[Document passage]

About the Role
We are seeking a highly skilled AI Engineer – Data to join our team. The primary focus of this role is to research, design, and implement solutions that facilitate seamless data collection from various sources and make it accessible to Large Language Models. The ideal candidate will possess a strong background in data engineering and AI, with experience in integrating and processing data from diverse formats and platforms.
Key Responsibilities
- Design and implement data collection solutions from diverse sources, including Excel, SQL, CSV, PDF, Word, NoSQL databases, emails, WhatsApp, Slack, and other common data formats.
- Develop methods to structure, preprocess, and transform collected data into formats that are easily ingestible by LLMs.
- Create efficient data pipelines that handle both historical and real-time data from these sources, ensuring seamless integration into LLMs.
- Continuously optimize data collection and processing methodologies to enhance performance and accuracy.

[/Document passage]

Work to complete:
1. How would you render this sentence from the job posting in Spanish: "The ideal candidate will possess a strong background in data engineering and AI, with experience in integrating and processing data from diverse formats and platforms."
2. Which three actions does the job posting give as the primary focus of the role?
3. Carry on the job posting from its final bullet point.
The listing has nothing to do with the job posting.

[Data under study]

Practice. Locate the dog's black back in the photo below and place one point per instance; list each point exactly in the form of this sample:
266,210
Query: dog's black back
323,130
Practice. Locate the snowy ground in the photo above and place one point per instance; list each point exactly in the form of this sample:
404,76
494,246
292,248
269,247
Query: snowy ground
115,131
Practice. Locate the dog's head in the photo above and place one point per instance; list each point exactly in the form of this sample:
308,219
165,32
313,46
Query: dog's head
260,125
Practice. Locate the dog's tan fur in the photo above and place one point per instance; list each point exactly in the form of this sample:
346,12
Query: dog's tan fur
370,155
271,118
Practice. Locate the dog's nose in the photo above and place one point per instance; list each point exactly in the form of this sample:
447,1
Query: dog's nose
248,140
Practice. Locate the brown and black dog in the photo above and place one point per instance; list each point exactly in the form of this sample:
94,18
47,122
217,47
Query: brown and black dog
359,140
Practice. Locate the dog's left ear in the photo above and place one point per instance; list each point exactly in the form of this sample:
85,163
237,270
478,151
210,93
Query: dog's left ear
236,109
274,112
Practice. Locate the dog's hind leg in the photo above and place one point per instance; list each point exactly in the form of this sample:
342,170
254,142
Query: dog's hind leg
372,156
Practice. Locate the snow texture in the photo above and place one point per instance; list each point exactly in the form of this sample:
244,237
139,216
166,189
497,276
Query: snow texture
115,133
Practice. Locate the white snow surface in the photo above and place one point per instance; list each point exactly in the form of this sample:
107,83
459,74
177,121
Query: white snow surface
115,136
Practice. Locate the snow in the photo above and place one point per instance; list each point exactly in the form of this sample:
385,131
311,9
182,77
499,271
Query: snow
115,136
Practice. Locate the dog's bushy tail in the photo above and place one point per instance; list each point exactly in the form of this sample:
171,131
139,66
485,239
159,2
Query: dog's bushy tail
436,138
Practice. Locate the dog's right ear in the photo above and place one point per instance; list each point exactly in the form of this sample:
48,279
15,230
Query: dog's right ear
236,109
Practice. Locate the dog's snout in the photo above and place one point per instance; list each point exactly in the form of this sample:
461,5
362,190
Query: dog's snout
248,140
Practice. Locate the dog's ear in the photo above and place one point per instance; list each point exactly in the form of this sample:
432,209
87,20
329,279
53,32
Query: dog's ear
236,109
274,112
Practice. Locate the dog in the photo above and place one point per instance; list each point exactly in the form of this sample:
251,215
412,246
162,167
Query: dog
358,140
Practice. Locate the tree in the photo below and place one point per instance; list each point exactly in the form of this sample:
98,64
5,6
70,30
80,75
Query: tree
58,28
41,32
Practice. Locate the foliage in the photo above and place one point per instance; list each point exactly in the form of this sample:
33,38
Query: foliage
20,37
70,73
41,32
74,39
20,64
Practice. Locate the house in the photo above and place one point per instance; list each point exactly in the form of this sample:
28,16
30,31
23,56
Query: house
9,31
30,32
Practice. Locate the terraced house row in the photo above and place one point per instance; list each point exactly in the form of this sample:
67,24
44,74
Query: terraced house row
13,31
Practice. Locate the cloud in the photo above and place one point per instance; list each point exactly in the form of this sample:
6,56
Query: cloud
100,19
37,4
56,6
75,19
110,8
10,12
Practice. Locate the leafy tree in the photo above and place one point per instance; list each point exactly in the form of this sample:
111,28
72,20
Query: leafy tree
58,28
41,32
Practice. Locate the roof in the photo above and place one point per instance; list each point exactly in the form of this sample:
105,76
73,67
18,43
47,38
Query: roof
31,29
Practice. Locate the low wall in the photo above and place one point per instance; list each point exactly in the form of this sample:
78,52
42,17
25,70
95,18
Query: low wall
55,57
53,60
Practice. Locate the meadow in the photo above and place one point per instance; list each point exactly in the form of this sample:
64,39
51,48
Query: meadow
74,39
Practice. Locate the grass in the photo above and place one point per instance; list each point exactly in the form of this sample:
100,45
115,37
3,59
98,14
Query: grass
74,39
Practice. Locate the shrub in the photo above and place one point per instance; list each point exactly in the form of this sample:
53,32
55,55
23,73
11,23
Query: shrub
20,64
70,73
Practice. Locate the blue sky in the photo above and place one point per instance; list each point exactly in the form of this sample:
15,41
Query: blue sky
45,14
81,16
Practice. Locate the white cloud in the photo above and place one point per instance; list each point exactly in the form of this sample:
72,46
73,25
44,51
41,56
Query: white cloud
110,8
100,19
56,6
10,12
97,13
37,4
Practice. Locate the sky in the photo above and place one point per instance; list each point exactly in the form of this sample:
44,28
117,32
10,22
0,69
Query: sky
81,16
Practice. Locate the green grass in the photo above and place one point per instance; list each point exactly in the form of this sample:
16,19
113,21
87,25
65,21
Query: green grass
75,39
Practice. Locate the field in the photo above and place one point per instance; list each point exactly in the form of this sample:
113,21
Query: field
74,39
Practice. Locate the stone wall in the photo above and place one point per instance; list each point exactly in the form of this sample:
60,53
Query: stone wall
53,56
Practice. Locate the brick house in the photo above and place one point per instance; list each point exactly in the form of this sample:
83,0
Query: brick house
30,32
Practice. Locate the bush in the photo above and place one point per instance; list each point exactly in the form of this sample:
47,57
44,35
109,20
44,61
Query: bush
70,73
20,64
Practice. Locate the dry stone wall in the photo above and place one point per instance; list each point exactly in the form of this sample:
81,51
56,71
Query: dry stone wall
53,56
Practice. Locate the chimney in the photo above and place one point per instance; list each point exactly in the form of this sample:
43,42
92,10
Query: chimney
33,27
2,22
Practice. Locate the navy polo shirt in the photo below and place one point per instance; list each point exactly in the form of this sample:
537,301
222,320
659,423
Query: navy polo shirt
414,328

[/Data under study]

Task responses:
1. La persona candidata ideal contará con una sólida formación en ingeniería de datos e IA, con experiencia en la integración y el procesamiento de datos de diversos formatos y plataformas.

2. Research, design, and implement

3.
- Stay informed about the latest trends and advancements in AI, data engineering, and data integration techniques. Evaluate and integrate new tools and technologies to improve the data pipeline.
Required Skills and Experience
- Proven experience in designing and implementing data pipelines and solutions, particularly for AI or LLM applications.
- Experience working with LLMs, including knowledge of techniques for building efficient RAG systems and data ingestion systems.
- Strong proficiency in Python.
- Ability to collect data from the specified sources through scraping, efficient querying, or APIs.
- Strong knowledge of SQL and NoSQL databases.
- Experience with cloud platforms and containerization.